** Фрагмент документа **
Read Time:7 Minute, 19 Second

Военный журналист, руководитель информационного отдела Союза добровольцев Донбасса 27-летняя Мария Коледа в российском медиапространстве больше известна как «русская шпионка». В апреле 2014 года журналистку арестовали по подозрению в шпионаже и диверсионной деятельности. Причем, обменять Коледу украинские спецслужбы соглашались только на Надежду Савченко. После пяти месяцев, проведенных в тюремной камере киевского СИЗО, девушка вернулась в Россию. Слушатели Школы Журналистики имени Мезенцева поговорили с журналисткой о работе корреспондента в местах боевых действий.

Многих привлекает профессия военного корреспондента. О каких ее подводных камнях нужно знать журналисту?

Профессия не только интересная, она еще и очень опасная. И ключевое слово здесь – опасная. Соответственно, когда вы ездите по горячим точкам, вы должны ясно понимать, что никогда не знаете, что у вас там случится через пять, десять, двадцать минут. Вернётесь отсюда или не вернетесь, как долго будет у вас длиться командировка. Может случиться так, что зависните там на полгода. Ну, совершенно случайно.

Я в свое время – на тот момент мне было 22 года – поехала на Украину на две недели. После чего попала в тюрьму: меня задержали, сказали, что я старший лейтенант разведывательной деятельности. Мне тоже это очень понравилось. После полгода тюрьмы и не самых приятных моментов.

Ну, а потом мне повезло. Был совершен обмен военнопленными. Но многие до сих пор там сидят. Как и в Сирии: ребята у нас не так давно ездили туда, должны были вернуться в середине декабря. И они до сих пор еще там. Такие задержки они вполне возможны и случаются довольно часто. Про приключения, связанные с тюрьмой, ранениями – от этого никуда не денешься – попадания во всякие нехорошие истории, задержания местными вооруженными силами даже рассказывать не нужно.

Кроме того, нужно понимать, что, если вы собираетесь стать военными журналистами, вы должны будете знать определенные правила поведения в тех странах, куда вы отправляетесь. Гражданского журналиста это касается в меньшей степени, так как за нарушение тех или иных прав их могут задержать, будет какой-нибудь скандал; в дальнейшем журналиста, возможно, депортируют. А вот, если задержат военного журналиста, уже мало шансов, что просто депортируют на родину.

 

 

Вы, наверное, работаете в горячих точках не одна. Какой состав у вашей команды?

Бывает, ездишь сам абсолютно везде, а бывает, ездите группками в четыре человека: водитель, переводчик, оператор и журналист.

Как относится к журналисту принимающая его страна?

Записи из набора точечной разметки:
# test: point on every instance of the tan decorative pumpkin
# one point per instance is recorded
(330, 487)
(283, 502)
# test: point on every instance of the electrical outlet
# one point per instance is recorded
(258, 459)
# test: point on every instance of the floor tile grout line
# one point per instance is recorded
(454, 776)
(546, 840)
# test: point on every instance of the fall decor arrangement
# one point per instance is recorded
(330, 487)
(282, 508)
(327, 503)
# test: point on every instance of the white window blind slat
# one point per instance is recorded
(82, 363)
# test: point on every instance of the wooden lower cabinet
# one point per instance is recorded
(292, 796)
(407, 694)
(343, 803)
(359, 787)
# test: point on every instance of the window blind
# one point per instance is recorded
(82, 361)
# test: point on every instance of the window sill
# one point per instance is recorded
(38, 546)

==

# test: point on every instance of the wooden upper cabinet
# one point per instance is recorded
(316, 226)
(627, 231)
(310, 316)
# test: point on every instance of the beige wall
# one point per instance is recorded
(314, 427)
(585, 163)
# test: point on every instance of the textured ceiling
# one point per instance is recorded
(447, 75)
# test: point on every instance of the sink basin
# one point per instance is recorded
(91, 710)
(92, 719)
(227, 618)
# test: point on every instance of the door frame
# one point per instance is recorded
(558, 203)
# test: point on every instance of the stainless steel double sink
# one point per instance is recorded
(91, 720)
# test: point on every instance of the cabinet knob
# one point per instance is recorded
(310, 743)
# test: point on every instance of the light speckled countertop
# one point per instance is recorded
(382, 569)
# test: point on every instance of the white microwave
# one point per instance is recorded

---

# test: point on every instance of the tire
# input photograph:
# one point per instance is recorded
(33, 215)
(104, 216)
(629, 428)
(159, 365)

** Что требуется **
Воспроизведите без изменений часть интервью о работе военного корреспондента: от слов «Я в свое время» до слов «самых приятных моментов.» включительно.

** Итог задания **
Я в свое время – на тот момент мне было 22 года – поехала на Украину на две недели. После чего попала в тюрьму: меня задержали, сказали, что я старший лейтенант разведывательной деятельности. Мне тоже это очень понравилось. После полгода тюрьмы и не самых приятных моментов.